>> Begin Material
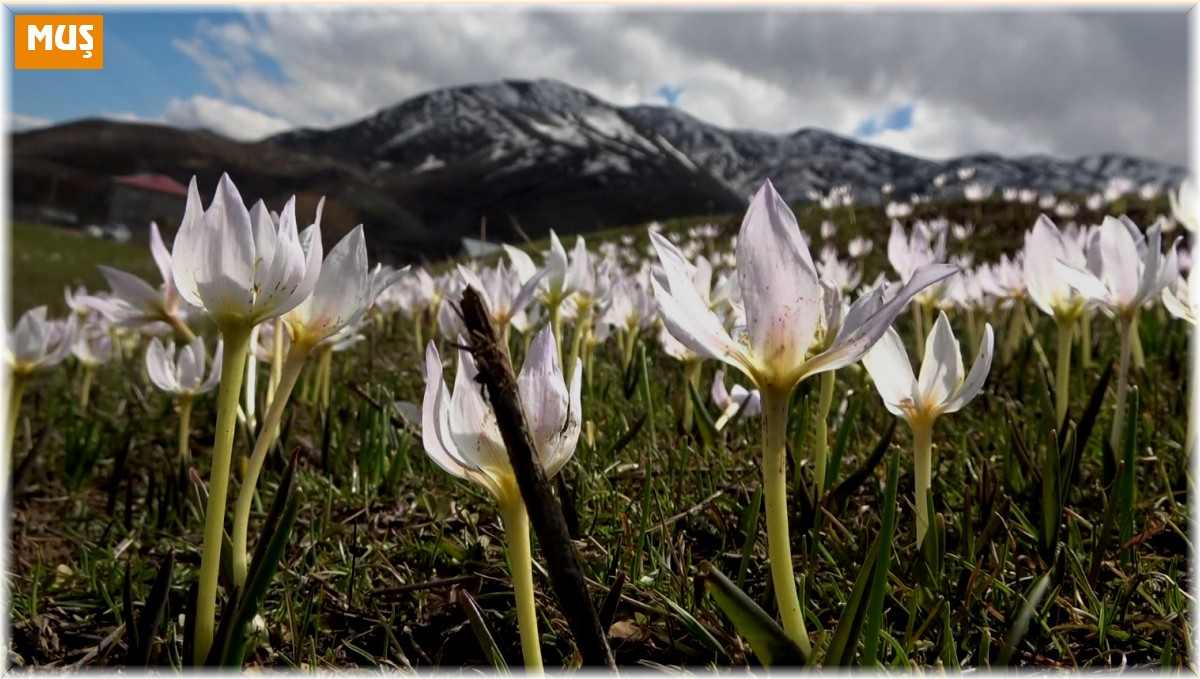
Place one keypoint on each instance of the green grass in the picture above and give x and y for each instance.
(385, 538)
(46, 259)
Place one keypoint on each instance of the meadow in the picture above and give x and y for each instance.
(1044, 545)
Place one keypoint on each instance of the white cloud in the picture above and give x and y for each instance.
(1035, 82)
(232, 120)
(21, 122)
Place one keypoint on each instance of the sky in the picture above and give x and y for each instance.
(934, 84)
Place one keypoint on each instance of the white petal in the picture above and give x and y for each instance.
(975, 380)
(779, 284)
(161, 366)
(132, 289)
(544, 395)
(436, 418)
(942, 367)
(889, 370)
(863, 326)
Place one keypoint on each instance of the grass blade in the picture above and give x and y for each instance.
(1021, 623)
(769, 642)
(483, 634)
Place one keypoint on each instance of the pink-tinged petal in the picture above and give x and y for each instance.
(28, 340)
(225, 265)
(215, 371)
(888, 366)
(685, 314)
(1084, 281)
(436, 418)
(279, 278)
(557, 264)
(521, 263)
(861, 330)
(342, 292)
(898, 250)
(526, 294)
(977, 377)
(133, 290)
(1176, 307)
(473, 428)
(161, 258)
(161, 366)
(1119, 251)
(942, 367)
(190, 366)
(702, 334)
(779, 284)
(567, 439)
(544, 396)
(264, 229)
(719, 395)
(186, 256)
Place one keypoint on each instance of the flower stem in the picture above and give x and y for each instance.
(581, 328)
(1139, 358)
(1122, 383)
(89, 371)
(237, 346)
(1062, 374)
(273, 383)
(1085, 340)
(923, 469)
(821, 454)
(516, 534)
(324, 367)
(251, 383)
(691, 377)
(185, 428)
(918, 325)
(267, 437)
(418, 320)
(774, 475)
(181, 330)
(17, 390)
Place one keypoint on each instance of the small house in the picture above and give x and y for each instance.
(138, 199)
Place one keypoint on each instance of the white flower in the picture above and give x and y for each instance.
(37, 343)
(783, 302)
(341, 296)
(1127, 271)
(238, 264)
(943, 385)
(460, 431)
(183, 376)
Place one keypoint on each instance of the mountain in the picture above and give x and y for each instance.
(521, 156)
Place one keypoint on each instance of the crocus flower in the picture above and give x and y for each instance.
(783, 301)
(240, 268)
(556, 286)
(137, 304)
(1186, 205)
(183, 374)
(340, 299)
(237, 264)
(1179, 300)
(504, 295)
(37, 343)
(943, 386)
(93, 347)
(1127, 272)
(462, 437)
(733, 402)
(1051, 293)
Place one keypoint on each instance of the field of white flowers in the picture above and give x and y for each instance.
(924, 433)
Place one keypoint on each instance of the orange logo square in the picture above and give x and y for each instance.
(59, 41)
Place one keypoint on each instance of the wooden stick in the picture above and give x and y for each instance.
>> End Material
§ Stated goal: Write out the data precisely as given, excluding the pictures.

§ Answer below:
Place one keypoint on each instance of the green grass in the picture above and give x and y for each instance.
(385, 538)
(46, 259)
Place one keypoint on each instance of the meadow in the picture above and give x and y for each instance.
(1044, 545)
Place one keypoint on each instance of the white cloud in the picture above and give x and y for each instance.
(1035, 82)
(232, 120)
(21, 122)
Place one keypoint on each instance of the sky in the picture above and give x and y for each instance.
(934, 84)
Place one keypoint on each instance of the white petal in the picture above and give x and y for each instance.
(975, 380)
(779, 284)
(161, 366)
(132, 289)
(544, 395)
(436, 418)
(942, 367)
(889, 370)
(863, 326)
Place one keypoint on each instance of the grass blade in the picture above and give x and y for each instance.
(1021, 623)
(769, 642)
(483, 634)
Place one keypoint on each instance of the pink-tinged petal in the picture above and give x and y for each instance.
(28, 340)
(225, 265)
(215, 371)
(888, 366)
(685, 314)
(1084, 281)
(436, 418)
(279, 278)
(557, 264)
(521, 263)
(861, 330)
(342, 292)
(898, 250)
(526, 294)
(977, 377)
(133, 290)
(1176, 307)
(473, 428)
(161, 258)
(161, 366)
(1119, 251)
(942, 367)
(190, 366)
(702, 334)
(779, 284)
(567, 439)
(544, 396)
(264, 229)
(719, 395)
(186, 256)
Place one keypoint on each instance of the flower stem in the picture above and give x and y for each instance.
(581, 328)
(1139, 358)
(1122, 383)
(89, 371)
(237, 346)
(1062, 374)
(273, 383)
(1085, 340)
(923, 469)
(821, 454)
(516, 534)
(324, 367)
(251, 383)
(691, 377)
(185, 428)
(918, 325)
(267, 437)
(418, 320)
(774, 475)
(181, 330)
(17, 390)
Place one keypoint on each instance of the small house in the picture above and give x and y for each instance.
(138, 199)
Place one keypoint on each instance of the white flower in the picture above and give x and y for each instance.
(37, 343)
(783, 302)
(341, 296)
(1127, 271)
(238, 264)
(943, 385)
(460, 431)
(183, 376)
Place one keypoint on each instance of the mountain in the picture above and give x and y for each instance.
(521, 156)
Place one keypoint on each instance of the crocus flower in the picture above and give x and y for each instance.
(783, 301)
(240, 268)
(556, 286)
(137, 304)
(1186, 205)
(183, 374)
(340, 299)
(237, 264)
(1179, 300)
(504, 295)
(37, 343)
(943, 386)
(93, 347)
(1127, 272)
(462, 437)
(733, 402)
(1051, 293)
Place one keypoint on each instance of the field of white flowers in the picture above and give x and y for each instance.
(924, 433)
Place one keypoint on each instance of the orange logo square in the picture above and give x and y for each instance.
(59, 41)
Place one keypoint on each instance of the wooden stick in the picture above and give x and y for each instance.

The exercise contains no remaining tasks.